● **WORK TO COMPLETE**
Starting at the line that contains "Where can the front", reproduce each line of the material below verbatim, stopping after the final line of the material.

● **DATASET ROWS**
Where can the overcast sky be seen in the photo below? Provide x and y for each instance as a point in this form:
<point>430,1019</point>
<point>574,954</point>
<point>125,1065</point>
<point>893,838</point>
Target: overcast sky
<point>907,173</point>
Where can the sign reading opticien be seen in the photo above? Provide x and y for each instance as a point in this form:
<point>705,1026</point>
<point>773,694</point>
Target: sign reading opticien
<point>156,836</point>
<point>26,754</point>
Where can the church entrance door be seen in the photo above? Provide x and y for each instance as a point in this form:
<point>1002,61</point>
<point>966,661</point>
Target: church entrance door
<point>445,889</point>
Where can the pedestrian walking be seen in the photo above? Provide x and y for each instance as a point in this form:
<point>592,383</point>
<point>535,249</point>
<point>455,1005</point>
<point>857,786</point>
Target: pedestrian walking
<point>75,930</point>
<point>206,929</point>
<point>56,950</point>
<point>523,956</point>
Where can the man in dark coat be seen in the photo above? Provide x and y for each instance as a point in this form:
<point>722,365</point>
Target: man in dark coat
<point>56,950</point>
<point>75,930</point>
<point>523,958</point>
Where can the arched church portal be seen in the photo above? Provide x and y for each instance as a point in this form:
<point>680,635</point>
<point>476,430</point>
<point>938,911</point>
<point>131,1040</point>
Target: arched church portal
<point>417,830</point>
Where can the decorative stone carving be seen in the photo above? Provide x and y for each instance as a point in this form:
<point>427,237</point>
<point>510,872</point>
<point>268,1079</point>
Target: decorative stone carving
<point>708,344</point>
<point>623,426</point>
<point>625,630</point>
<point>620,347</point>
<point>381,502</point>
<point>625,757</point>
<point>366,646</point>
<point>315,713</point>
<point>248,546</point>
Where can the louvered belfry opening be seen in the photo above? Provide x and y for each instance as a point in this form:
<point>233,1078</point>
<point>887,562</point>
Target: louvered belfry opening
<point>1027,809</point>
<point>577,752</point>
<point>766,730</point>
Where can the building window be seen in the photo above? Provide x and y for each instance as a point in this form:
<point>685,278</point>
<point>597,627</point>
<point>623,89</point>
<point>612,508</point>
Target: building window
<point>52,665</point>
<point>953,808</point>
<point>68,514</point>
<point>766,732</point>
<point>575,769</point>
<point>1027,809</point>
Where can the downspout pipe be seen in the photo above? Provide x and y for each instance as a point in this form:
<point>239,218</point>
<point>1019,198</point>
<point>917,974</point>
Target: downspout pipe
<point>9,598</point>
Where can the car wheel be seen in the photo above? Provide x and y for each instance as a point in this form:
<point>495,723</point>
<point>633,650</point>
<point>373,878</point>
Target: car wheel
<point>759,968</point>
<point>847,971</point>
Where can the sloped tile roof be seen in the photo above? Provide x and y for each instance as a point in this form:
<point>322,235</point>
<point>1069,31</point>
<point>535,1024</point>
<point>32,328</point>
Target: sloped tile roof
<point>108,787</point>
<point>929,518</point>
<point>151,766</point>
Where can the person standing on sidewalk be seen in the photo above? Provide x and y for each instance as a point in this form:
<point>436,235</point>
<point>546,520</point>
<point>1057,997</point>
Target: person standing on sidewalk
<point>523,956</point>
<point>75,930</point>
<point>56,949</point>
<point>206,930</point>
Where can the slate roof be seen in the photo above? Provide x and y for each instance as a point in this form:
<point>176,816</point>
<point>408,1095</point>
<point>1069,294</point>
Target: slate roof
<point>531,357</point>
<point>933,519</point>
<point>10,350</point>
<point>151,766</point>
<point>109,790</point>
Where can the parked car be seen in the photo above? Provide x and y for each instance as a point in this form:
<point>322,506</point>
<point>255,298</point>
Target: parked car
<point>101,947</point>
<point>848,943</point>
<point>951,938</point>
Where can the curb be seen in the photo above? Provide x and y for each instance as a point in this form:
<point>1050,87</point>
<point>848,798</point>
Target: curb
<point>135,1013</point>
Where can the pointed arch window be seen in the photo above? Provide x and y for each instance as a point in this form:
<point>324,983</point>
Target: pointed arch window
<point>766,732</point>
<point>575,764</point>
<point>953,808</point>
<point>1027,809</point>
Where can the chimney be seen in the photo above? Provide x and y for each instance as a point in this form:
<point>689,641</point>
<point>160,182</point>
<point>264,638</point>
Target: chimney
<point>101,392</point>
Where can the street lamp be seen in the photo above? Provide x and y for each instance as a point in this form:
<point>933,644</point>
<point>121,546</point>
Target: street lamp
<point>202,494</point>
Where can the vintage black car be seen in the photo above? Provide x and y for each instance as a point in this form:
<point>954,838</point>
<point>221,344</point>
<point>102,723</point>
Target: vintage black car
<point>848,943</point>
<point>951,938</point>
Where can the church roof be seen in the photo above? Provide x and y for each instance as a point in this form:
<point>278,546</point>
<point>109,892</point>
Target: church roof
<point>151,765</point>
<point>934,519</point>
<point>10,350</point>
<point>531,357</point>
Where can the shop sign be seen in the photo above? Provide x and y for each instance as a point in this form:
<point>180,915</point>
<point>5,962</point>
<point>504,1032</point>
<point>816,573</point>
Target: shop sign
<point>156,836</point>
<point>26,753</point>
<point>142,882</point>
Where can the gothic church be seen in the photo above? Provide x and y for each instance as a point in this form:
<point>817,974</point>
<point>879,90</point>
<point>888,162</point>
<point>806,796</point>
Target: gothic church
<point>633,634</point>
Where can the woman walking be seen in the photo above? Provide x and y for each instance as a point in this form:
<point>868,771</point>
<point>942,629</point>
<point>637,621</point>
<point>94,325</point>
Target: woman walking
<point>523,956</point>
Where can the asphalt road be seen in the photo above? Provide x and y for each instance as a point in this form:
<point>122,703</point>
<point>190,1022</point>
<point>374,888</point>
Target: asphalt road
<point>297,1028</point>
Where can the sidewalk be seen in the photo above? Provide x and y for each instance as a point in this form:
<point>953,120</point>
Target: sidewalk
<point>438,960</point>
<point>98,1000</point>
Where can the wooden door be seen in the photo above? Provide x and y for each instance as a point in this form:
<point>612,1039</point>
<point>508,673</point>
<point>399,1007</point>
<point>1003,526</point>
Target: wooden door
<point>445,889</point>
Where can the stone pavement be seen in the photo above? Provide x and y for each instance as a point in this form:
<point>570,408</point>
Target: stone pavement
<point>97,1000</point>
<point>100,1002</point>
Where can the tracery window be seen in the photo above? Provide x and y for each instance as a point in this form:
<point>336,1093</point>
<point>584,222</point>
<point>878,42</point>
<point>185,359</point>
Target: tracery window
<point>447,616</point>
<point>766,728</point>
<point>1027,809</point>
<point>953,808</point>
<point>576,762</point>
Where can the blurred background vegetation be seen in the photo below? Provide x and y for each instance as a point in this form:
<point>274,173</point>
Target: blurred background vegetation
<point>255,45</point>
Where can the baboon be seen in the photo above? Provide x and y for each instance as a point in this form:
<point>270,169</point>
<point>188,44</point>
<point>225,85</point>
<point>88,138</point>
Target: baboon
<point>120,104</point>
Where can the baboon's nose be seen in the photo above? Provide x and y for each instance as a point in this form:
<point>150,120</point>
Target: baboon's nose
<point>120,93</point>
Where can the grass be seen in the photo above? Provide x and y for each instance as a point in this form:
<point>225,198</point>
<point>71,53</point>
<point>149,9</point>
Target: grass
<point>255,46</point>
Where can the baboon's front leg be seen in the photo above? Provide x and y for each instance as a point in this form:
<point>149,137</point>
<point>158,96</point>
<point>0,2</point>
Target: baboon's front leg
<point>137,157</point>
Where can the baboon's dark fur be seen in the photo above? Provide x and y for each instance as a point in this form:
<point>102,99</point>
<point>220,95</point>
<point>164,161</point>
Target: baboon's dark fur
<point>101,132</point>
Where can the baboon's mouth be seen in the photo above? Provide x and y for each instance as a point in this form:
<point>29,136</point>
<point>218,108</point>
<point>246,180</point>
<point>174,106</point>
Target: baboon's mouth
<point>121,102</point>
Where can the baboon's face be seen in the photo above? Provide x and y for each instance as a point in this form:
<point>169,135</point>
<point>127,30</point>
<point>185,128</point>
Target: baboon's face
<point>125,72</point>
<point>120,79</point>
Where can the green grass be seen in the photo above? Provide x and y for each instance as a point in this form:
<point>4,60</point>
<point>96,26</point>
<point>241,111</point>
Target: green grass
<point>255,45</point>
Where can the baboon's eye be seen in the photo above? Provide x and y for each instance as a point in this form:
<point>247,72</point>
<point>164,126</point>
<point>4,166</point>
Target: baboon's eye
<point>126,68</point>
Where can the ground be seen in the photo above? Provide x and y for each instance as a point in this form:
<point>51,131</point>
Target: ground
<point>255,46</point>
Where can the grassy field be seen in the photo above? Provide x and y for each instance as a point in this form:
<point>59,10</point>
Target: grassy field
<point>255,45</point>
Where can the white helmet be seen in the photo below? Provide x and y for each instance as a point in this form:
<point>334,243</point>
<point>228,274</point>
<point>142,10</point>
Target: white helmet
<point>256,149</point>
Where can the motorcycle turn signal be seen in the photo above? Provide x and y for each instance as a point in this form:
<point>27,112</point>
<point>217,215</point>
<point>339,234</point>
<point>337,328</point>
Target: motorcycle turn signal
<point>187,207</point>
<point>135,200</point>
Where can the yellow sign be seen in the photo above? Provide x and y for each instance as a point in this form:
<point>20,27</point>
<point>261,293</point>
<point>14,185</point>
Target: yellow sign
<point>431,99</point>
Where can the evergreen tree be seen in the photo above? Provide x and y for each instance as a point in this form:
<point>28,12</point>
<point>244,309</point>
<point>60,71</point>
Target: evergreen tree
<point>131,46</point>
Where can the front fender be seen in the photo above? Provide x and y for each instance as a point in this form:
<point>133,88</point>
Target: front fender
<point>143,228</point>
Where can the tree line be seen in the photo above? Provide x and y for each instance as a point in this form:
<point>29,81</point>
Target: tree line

● **THE RESULT**
Where can the front fender be seen in the photo above? Provide x and y for each instance as a point in this form:
<point>133,88</point>
Target: front fender
<point>143,228</point>
Where can the tree line be seen in the photo above? Provide x and y for each instance as a point in this form:
<point>29,81</point>
Target: tree line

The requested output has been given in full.